* [WHAT IS ASKED] Reproduce the data below line for line, without changing anything, and leave out the pictures.

* [DATA]
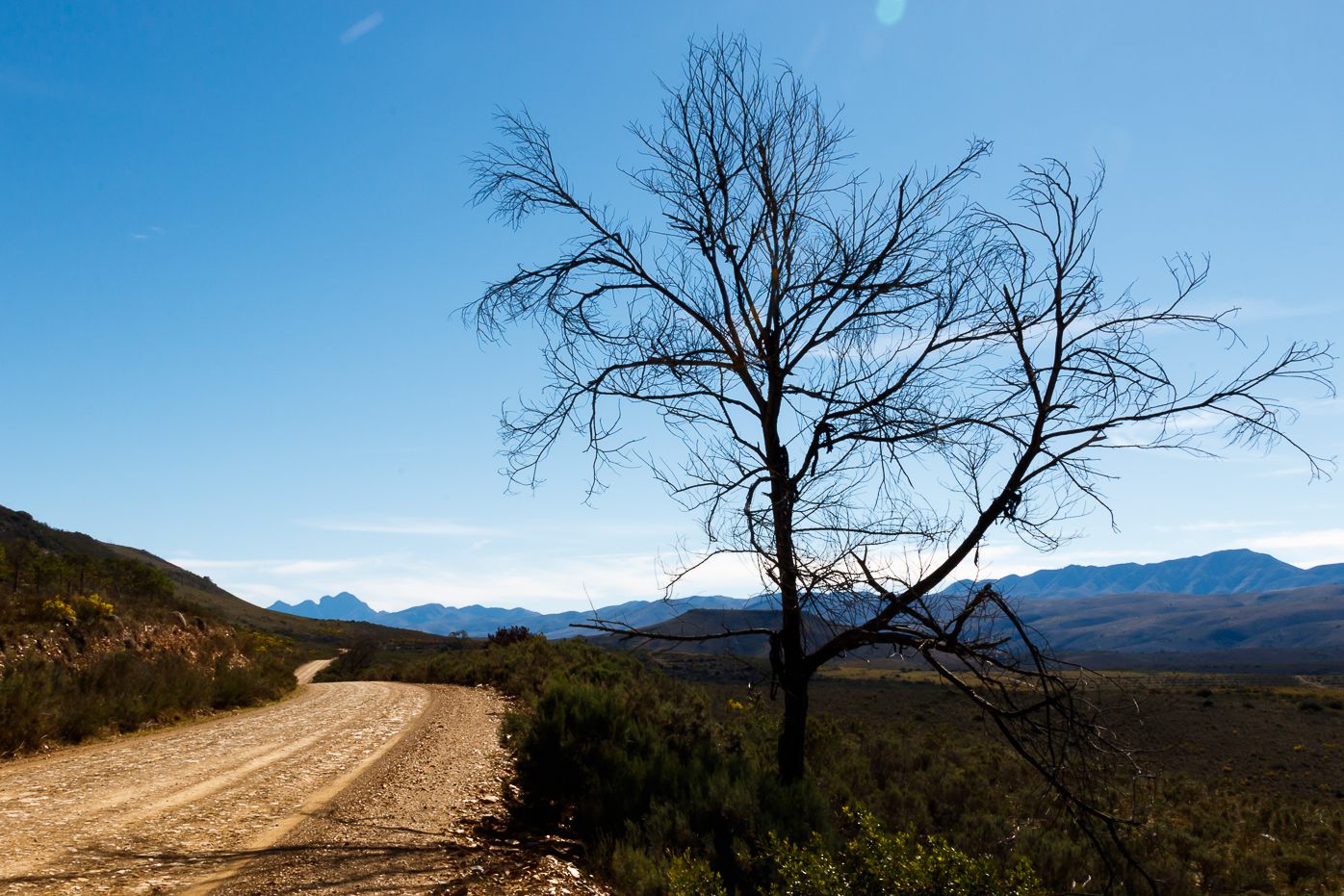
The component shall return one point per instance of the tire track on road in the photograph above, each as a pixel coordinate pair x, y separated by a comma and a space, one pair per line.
162, 811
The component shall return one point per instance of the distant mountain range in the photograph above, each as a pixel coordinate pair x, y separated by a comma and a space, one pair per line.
478, 621
1219, 573
1228, 598
207, 598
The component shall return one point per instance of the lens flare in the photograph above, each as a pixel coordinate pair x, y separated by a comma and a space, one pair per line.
890, 11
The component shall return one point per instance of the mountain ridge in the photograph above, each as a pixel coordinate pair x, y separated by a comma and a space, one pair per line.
1221, 576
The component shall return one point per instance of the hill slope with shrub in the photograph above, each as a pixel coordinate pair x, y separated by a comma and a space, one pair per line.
98, 638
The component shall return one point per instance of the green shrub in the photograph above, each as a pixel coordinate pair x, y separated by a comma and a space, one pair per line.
876, 862
58, 610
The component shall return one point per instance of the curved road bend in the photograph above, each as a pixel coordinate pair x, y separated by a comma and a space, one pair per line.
162, 811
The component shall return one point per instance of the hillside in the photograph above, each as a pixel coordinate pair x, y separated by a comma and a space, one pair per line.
203, 596
97, 637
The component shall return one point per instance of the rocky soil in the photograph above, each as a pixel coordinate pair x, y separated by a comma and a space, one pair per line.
349, 787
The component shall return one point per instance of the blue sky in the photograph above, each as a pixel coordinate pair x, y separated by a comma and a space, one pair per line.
234, 237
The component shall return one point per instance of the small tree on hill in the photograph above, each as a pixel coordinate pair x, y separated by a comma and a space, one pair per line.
867, 377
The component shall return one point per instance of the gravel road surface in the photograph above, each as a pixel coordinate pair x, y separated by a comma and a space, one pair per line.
349, 787
160, 811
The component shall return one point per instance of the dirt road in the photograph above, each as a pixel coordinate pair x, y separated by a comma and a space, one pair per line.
162, 811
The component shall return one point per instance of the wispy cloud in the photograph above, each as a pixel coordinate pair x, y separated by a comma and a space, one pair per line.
278, 567
1218, 525
406, 525
1309, 547
360, 29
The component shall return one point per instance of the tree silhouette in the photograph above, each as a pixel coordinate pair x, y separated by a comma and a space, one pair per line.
867, 377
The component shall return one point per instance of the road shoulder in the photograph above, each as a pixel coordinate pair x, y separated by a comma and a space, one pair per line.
424, 818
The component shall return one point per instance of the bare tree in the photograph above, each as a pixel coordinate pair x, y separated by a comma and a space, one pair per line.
866, 376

* [WRITTEN SOLUTION]
The component shall return one point per instance of the tire track on road in the photograph above, each as a pixel coordinate pair x, y separated by a comma and a space, one pair per line.
162, 811
The component shall return one point per instance of the distant mountain range in the photograph above, each as a pixel coordinate pair x, y separated by a comma and a space, one pair per line.
478, 621
1219, 573
1228, 598
207, 598
The component shall return one point per instance of the lens flare in the photograph above, each as a pixel coordinate pair x, y separated by a comma and a space, one pair per line.
890, 11
The component shall return one point per instance of the mountain ridge in the photograph above, each as a pixel coordinate pair x, y separated by a comma and a space, one pair per line.
1221, 576
The component shall return one point per instance of the hill slope with shrub in the photograph above, each as a pixel coordinate pair x, y separated by a comma and a space, one pair per line.
98, 638
The component shall return one point per instance of the green shrub in the photograph above, each as a pixel coordinate pair x, y separated by a comma and a space, one pair per line.
876, 862
58, 610
The component shall return one point per instance of the curved road bend in the photograph above, each as a pixel coordinate pair x, y separated by a comma and a space, one pair per line.
162, 811
The component shall return one point per instance of the hillside in the photograph above, each as a pixel coordinate pair x, y separated by a comma and a space, one pair per line.
203, 596
97, 637
The component shall return one point per instance of the rocky soil in the photograph above, each as a pixel coordinate pair x, y separated by a comma and a space, one pair per line.
349, 787
The component shall return one point per instance of the blue sky in the photograph above, each as a pixel coordinate pair x, y separated by a comma and a space, one pair per line.
234, 237
The component shall return one point per instance of the small tree on hill in the photograph above, each as a pixel coordinate pair x, y separated by a comma and a space, one pair per line.
867, 377
The component shall return one point per instance of the gravel road surface in the photograph above, each as a pixel coordinate pair x, y separated by a comma and a space, one pair per line.
349, 787
160, 811
The component shall return one point per instance of the dirt road in the photograph above, each as a pixel coordinate pair x, y separated by a comma and a space, one pair per line.
162, 811
The component shall return one point per instance of the wispy cloud in the photograph above, each as a pixel coordinate pair x, y separated by a comma and a space, one pair per line.
278, 567
1218, 525
406, 525
1309, 547
360, 29
The component shall return one point per instance of the tree silhouette in the photograph above, each as a pixel coordinate pair x, y separated by a comma and a space, one pair per line.
867, 377
The component shall return one point per instance of the road shoulder in the photograph above, each as a pixel coordinate pair x, y separated by a comma and a space, one pair per line.
424, 818
The component shall return one point per instance of the bare tree in the photograph above, each as a pixel coordinate pair x, y separated by a comma and a space, one pair per line.
866, 376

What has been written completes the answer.